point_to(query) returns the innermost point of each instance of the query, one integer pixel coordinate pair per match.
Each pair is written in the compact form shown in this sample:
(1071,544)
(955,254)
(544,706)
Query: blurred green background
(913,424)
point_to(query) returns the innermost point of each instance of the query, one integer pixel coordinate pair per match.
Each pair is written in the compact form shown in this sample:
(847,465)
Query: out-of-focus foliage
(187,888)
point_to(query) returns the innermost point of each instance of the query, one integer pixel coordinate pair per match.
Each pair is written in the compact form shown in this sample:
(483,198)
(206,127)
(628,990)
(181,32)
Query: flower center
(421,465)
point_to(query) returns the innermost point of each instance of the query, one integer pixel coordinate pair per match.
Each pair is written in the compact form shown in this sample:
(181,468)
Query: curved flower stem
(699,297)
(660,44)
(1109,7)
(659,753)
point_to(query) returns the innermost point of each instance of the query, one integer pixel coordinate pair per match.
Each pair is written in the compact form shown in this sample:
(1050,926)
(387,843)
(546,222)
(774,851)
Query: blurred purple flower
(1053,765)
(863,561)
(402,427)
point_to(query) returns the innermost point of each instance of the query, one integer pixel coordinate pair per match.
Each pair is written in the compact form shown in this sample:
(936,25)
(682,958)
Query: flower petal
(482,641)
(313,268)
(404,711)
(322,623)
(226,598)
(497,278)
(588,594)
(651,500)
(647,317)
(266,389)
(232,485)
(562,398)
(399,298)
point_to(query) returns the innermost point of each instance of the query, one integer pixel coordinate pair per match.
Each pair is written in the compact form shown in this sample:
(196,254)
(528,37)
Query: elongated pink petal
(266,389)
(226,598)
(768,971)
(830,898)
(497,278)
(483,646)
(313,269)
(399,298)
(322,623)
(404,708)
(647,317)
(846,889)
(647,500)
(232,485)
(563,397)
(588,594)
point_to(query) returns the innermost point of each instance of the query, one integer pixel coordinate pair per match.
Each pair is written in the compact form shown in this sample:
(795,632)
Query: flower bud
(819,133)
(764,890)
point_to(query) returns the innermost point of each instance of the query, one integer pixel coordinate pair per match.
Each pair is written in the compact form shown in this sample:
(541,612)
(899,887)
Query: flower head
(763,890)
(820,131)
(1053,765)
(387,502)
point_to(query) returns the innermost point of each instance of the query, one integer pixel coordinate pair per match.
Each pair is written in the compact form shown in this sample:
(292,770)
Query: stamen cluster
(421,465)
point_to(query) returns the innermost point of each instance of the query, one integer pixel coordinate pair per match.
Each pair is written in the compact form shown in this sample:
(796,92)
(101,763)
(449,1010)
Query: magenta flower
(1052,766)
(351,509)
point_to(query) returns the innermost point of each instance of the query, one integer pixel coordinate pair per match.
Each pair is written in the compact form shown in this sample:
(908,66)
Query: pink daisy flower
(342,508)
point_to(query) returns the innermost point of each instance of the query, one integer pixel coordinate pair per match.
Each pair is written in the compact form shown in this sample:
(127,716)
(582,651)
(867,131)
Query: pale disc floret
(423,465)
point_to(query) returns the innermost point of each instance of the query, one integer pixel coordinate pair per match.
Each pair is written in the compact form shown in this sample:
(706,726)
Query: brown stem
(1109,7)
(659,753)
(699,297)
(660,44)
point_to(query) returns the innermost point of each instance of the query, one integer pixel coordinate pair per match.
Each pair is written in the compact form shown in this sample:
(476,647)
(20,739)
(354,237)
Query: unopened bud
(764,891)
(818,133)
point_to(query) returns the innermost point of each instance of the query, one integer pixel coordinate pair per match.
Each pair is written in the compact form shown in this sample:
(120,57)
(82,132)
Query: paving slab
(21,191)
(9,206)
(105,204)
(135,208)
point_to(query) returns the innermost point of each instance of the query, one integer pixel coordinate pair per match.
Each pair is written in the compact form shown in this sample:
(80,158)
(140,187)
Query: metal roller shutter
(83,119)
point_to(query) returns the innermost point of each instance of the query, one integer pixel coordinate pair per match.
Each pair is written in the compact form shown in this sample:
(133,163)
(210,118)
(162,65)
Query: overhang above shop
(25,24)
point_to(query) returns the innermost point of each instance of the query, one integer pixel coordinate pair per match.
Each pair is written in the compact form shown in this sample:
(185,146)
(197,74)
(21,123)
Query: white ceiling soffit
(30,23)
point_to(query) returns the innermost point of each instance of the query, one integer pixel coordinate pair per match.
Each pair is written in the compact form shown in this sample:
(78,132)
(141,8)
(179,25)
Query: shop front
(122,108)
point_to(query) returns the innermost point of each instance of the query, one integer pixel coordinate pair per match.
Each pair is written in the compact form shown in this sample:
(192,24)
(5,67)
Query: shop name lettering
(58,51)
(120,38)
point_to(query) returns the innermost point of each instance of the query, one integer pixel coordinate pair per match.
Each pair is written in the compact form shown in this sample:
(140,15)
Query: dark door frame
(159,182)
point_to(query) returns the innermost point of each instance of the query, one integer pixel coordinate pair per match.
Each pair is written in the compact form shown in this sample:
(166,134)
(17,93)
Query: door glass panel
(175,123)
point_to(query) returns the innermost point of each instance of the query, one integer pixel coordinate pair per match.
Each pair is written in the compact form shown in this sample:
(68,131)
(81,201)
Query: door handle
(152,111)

SHORT PROBLEM: Pull out every line of the material above that has the word "blurred" in it, and list those lines.

FINAL ANSWER:
Query: blurred green background
Query: blurred purple flower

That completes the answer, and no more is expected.